## START

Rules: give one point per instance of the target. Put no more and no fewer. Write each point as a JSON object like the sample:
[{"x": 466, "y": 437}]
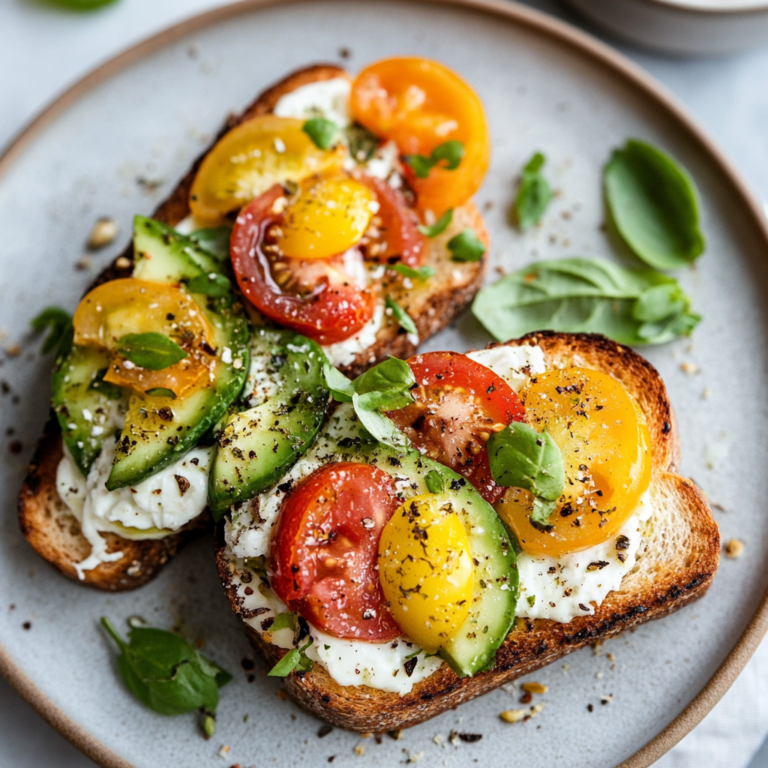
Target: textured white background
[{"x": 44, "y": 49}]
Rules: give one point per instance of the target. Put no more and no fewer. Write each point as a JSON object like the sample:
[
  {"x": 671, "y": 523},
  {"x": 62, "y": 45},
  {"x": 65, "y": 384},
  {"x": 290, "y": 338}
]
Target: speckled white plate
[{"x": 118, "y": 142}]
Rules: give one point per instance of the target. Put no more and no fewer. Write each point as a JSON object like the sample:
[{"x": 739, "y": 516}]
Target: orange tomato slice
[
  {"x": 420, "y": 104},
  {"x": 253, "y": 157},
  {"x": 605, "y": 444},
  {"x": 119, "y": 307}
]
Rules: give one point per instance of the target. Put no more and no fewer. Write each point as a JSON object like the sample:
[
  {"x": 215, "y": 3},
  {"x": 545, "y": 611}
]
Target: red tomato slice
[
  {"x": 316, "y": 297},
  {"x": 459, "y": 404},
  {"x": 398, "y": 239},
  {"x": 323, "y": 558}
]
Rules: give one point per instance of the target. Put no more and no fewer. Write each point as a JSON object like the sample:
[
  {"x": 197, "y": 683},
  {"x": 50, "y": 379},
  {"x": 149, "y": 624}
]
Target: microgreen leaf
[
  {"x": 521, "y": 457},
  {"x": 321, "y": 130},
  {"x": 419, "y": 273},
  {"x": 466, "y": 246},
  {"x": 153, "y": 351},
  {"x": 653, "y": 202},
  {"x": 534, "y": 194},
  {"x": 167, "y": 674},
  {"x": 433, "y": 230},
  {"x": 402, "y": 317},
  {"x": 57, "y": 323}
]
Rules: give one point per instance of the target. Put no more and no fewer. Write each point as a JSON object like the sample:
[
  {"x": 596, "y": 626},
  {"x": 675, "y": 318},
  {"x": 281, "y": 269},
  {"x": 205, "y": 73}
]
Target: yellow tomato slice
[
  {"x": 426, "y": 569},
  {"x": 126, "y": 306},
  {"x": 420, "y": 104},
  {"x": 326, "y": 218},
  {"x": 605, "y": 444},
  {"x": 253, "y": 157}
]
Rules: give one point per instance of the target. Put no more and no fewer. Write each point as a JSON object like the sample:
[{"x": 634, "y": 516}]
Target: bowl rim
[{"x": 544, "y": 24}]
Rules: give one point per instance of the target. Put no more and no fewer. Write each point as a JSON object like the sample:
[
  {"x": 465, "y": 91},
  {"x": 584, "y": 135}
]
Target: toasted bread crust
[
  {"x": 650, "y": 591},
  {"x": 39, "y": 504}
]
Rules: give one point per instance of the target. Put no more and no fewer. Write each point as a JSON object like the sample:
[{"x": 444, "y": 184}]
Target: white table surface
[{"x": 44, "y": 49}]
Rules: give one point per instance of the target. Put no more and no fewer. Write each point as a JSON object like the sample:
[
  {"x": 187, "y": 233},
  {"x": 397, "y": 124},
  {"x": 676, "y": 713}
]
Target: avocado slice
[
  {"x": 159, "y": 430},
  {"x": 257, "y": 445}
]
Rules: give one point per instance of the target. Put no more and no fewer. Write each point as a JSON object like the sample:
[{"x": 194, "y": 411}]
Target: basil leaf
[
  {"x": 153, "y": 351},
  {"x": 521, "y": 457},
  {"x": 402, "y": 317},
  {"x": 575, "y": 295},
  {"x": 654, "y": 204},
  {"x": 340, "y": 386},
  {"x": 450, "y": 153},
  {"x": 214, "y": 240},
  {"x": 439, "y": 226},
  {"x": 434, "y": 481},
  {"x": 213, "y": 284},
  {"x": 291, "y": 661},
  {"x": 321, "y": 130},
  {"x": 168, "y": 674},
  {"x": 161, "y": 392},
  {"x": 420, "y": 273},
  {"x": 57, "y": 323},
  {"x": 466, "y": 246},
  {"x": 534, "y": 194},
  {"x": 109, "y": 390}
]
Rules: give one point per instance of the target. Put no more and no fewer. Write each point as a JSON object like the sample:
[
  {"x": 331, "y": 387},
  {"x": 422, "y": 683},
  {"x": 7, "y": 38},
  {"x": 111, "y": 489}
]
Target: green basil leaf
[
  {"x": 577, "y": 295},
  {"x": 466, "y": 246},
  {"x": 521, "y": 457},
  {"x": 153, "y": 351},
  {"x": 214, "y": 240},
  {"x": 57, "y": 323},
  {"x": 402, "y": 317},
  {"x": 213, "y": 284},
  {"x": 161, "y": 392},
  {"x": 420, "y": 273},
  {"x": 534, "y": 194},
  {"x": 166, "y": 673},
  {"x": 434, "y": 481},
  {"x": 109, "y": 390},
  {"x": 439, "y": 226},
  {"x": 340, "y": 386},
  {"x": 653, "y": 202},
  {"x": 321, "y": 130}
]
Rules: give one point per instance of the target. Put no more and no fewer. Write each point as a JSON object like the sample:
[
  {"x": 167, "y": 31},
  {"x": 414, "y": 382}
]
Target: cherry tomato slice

## END
## START

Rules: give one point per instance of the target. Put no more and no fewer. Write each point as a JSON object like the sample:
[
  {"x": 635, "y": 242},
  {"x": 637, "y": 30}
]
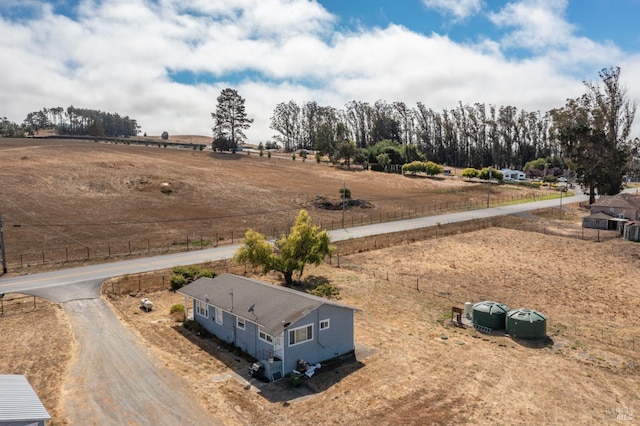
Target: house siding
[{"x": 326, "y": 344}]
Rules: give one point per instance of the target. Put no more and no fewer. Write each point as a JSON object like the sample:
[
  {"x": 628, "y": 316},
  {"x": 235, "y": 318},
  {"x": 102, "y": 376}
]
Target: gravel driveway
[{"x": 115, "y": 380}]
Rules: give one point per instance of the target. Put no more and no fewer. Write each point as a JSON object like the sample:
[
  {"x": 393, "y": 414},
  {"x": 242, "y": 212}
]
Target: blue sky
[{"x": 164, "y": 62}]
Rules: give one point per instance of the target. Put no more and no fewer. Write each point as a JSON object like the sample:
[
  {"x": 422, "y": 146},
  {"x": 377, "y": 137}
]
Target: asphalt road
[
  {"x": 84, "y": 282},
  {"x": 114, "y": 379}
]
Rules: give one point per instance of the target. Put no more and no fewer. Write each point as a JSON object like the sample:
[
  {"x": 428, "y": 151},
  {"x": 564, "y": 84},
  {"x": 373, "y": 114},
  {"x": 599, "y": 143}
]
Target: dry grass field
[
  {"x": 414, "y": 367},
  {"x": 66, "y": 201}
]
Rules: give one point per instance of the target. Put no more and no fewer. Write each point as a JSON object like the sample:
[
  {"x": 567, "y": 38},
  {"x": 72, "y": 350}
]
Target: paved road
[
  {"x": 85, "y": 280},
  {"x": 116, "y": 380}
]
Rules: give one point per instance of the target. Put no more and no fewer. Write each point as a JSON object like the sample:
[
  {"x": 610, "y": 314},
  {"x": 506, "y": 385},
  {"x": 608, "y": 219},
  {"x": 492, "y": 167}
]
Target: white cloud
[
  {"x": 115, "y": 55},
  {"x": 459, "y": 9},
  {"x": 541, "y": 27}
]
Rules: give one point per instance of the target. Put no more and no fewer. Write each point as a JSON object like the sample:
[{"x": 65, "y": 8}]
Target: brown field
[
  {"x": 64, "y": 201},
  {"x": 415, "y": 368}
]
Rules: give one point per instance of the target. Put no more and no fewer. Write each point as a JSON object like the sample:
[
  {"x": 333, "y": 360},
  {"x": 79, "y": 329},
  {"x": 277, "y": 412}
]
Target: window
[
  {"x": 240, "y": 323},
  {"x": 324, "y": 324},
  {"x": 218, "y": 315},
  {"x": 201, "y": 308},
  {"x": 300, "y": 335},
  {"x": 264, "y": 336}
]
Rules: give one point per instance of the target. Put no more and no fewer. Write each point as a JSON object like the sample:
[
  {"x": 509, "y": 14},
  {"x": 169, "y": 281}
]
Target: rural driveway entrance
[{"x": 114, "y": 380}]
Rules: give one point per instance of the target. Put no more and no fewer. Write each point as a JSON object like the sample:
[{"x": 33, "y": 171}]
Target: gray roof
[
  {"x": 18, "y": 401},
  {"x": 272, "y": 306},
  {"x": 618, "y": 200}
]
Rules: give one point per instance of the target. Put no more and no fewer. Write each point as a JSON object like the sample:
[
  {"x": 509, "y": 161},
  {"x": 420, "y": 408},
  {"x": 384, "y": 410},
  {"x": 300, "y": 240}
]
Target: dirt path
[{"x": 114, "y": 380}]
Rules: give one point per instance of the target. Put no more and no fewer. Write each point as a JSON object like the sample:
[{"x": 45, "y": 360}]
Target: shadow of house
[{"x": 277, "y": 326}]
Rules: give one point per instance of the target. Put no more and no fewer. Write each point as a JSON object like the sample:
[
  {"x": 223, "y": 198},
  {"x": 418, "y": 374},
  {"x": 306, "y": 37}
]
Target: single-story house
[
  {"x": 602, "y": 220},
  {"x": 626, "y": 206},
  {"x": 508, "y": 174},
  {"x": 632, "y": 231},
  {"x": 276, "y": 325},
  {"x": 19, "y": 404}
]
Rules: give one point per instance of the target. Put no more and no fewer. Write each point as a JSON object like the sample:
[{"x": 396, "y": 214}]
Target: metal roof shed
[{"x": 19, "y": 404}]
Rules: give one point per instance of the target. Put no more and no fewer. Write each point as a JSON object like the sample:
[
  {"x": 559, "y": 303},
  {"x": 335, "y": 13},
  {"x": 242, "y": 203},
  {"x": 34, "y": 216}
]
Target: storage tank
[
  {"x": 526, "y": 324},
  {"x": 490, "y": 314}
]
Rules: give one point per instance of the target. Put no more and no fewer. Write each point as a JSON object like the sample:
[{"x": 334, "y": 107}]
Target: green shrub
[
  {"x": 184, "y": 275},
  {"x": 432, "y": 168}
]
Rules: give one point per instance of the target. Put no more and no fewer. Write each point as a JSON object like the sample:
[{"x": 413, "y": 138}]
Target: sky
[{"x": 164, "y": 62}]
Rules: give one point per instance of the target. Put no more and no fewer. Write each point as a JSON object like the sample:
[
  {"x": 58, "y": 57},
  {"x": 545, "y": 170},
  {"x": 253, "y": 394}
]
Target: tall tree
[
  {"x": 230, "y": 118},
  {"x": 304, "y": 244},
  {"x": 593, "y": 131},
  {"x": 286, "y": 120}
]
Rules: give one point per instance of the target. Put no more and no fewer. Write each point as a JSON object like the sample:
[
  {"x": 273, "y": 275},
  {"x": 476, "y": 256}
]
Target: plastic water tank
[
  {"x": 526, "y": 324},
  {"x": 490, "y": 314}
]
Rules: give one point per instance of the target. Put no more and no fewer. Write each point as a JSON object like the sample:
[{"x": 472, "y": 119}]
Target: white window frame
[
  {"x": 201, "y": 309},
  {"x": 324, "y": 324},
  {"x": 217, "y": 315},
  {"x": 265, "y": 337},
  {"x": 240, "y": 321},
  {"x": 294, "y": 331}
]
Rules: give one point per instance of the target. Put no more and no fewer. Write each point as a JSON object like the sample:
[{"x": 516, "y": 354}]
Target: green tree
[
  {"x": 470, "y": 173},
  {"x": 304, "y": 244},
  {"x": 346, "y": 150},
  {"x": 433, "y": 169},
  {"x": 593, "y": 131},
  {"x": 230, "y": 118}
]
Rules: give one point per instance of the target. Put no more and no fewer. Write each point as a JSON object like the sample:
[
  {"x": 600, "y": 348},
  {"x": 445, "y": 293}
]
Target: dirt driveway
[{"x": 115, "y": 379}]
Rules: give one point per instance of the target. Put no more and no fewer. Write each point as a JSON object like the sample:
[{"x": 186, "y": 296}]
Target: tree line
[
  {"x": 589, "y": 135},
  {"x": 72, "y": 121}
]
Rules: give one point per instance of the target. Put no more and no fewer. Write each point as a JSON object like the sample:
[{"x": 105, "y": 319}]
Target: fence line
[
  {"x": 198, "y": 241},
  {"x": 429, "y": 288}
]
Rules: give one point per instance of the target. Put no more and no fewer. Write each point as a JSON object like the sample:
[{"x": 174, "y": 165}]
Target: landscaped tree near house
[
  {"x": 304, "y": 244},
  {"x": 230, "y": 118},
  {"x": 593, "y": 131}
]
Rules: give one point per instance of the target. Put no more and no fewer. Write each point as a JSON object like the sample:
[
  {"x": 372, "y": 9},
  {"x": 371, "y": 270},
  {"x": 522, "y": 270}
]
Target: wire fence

## END

DESCRIPTION OF THE TASK ▸ Work out how many lines above contain the word "window", counting case. Reply with the number alone.

OUTPUT FOR THIS EXERCISE ▸ 2